*** Document extract ***
I'm not eleven any more, yet I have to admit a little frisson
of associative fear when that scene came up near the end of Nightmare
in a Damaged Brain (as it's titled in Britain, where it's
far better known than it is here -- more on that later). The
rest of the movie might've terrified me when I was eleven. These
days, I take it as the kind of grubby fun horror film I grew
up with when I got a little older and started seeing this sort
of thing on cable. The crappier a movie like this is, the better
I like it, and it looks especially reassuring next to the shiny,
antiseptic pap that passes for horror now. This was the early
'80s, man, when horror directors had no limits, no morals, no
shame.
The plot -- what I can safely
reveal of it -- goes as follows. George Tatum (Baird Stafford,
alternating between bug-eyed brooding and histrionic screeching)
is one fucked-up specimen. Plagued by gory nightmares, he wakes
up screaming in a straitjacket until he's fed anti-psychotic
pills by hospital attendants. According to a very '80s computer
screen, poor George has been diagnosed with "Schizophrenia,
Mild Amnesia, Homicidal Dream Fixation, Seizures." I love
the "Mild Amnesia" thrown in there along with the rest,
as if we couldn't guess that from the way he wakes up shrieking;
it gave me my first good laugh of the evening. Anyway, his dreams
seem to involve a tied-up man, a woman slapping said man around,
and a blood-spattered boy. Even those whose reading of Freud
is limited to his name on a book cover will twig right away to
the eventual reveal that the boy is George, the man and woman
are his parents, said 'rents are engaging in a little BDSM, and
young George has an axe to grind about it.
George, it seems, is the star
lab rat of a hush-hush experimental drug program; we hear various
psychologists and hangers-on talking about alerting the military
(!) to George's amazing progress. So these brilliant headshrinkers
let him go free, because obviously he's mentally ship-shape,
what with all the howling, blood-drenched nightmares he continues
to have (not to mention the Mild Amnesia). He's supposed to go
to a halfway house, but he never makes it there, which means
a few scenes with worried guys sitting at a computer and asking
it questions a computer can't answer in real life, like "Why
presumed dead?" (What is this, the 1981 prototype of Ask
Jeeves?) Some guy with a cigar (whose character is named in the
credits as, yes, Man With Cigar -- hey, did Chris Carter see
this movie?) yells at the head psychologist: "Now he's on
the loose and killing people -- and we can't have that."
*** End of Document extract ***
*** The data ***
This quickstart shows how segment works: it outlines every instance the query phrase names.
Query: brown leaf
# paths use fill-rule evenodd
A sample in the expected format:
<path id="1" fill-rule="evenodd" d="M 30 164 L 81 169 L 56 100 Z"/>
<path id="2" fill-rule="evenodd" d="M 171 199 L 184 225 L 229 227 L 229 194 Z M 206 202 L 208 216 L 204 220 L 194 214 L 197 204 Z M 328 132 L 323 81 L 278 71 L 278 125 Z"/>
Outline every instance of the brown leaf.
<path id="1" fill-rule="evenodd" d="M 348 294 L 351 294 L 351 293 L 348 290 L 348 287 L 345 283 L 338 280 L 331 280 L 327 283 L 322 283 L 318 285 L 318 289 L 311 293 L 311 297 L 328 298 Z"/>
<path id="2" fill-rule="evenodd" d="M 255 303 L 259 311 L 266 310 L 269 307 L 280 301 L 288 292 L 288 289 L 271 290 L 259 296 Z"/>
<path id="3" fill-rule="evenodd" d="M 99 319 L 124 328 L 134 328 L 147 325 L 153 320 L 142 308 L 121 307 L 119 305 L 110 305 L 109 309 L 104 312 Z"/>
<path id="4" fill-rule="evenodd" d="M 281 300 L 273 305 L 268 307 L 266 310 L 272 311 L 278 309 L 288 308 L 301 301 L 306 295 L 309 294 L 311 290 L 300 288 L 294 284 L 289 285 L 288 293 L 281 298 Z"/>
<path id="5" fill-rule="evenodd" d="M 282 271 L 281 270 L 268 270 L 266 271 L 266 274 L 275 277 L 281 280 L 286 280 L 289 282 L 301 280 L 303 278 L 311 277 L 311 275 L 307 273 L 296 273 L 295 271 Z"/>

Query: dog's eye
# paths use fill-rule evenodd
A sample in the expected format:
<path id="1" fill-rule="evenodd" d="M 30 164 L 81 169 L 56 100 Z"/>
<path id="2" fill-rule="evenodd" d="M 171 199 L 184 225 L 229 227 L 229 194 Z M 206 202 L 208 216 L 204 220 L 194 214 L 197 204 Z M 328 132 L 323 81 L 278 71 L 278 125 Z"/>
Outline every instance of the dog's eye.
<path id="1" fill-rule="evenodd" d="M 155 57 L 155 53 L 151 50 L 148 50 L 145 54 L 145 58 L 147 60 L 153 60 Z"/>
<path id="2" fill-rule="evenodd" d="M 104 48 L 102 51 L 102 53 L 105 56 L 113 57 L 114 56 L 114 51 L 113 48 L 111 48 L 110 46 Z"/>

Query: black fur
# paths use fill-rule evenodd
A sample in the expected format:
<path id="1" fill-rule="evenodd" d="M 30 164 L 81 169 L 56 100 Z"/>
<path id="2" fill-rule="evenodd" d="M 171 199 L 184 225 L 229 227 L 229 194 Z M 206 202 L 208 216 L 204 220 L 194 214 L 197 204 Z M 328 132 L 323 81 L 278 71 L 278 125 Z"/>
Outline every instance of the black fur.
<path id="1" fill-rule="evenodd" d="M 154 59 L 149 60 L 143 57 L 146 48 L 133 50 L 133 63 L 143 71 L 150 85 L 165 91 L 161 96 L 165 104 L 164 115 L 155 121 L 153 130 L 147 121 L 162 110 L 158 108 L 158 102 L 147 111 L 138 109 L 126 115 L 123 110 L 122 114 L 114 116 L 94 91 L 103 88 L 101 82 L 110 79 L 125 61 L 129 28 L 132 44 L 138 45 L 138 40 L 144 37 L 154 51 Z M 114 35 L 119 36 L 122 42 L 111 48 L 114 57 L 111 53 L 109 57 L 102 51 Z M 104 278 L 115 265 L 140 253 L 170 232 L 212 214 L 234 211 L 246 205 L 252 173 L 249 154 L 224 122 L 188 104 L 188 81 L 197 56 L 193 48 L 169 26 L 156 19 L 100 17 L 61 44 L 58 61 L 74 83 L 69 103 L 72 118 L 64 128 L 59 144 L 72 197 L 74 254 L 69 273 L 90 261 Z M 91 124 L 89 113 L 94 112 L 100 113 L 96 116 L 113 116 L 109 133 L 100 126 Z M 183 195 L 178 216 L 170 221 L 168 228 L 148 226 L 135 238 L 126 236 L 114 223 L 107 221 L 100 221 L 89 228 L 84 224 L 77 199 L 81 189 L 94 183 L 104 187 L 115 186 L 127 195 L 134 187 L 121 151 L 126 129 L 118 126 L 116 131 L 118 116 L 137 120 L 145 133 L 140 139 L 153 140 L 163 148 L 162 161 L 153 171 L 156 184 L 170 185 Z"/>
*** End of The data ***
- [Exercise requirements]
a – Answer from the horror film review:
(i) Under what title is the movie known in Britain?
(ii) What four conditions does the computer screen list in George's diagnosis?
(iii) How is the character with the cigar named in the credits?
b – In the horror film review, take the stretch from "The plot -- what" through "and histrionic screeching)", substitute "the patient" for "George Tatum", and write out the result.
The rows come from a separate, unrelated source.

- [Answer section]
a –
(i) Nightmare in a Damaged Brain
(ii) Schizophrenia, Mild Amnesia, Homicidal Dream Fixation, Seizures
(iii) Man With Cigar

b –
The plot -- what I can safely
reveal of it -- goes as follows. the patient (Baird Stafford,
alternating between bug-eyed brooding and histrionic screeching)